- [PROBLEMS TO WORK ON]
[1] Copy the UniFusion page below from "UniFusion is the" to "quantitatively and qualitatively.", switching "VLM" to "vision-language model".
[2] Collect every line of the listing below that contains the string "church", matching case exactly.

UniFusion

Vision-Language Model as Unified Encoder for Image Generation

Kevin (Yu-Teng) Li* Manuel Brack* Sudeep Katakol Hareesh Ravi Ajinkya Kale

* Equal contributions. Kevin led the model design and ablations. Manuel led the evaluation and paper writing.

UniFusion Architecture

UniFusion is the first architecture that uses only VLM as input-condition encoder without auxiliary signals from VAE or CLIP to do image editing with competitive quality. The unified encoder framework and our proposed Layerwise Attention Pooling (LAP) module enables emergent capabilities such as zero-shot multi-reference generation when trained on single-reference pairs, and capability transfer where training on Editing helps T2I quantitatively and qualitatively.

Text-to-Image Results

Single-reference editing results

Hover to see the full edited image and instruction prompts.

Results shown are generated by a UniFusion checkpoint trained for roughly 11k steps on editing and has never seen multi-reference pairs. Hover over the image to pause the carousel!

Extracted data entries

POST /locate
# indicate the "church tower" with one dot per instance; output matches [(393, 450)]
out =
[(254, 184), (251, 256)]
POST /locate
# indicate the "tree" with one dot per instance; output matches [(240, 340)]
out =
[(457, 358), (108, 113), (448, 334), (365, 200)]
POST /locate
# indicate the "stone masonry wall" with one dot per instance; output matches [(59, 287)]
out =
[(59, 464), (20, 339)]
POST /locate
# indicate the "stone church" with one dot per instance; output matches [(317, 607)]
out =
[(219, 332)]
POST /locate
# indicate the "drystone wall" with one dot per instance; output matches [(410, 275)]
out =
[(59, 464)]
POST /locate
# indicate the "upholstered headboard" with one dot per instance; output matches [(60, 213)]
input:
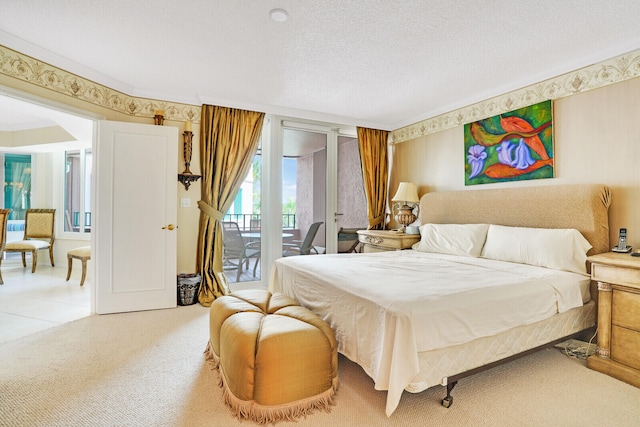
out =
[(584, 207)]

- [THE ANSWERS]
[1]
UniFusion is the first architecture that uses only vision-language model as input-condition encoder without auxiliary signals from VAE or CLIP to do image editing with competitive quality. The unified encoder framework and our proposed Layerwise Attention Pooling (LAP) module enables emergent capabilities such as zero-shot multi-reference generation when trained on single-reference pairs, and capability transfer where training on Editing helps T2I quantitatively and qualitatively.

[2]
# indicate the "church tower" with one dot per instance; output matches [(393, 450)]
# indicate the "stone church" with one dot per instance; output matches [(317, 607)]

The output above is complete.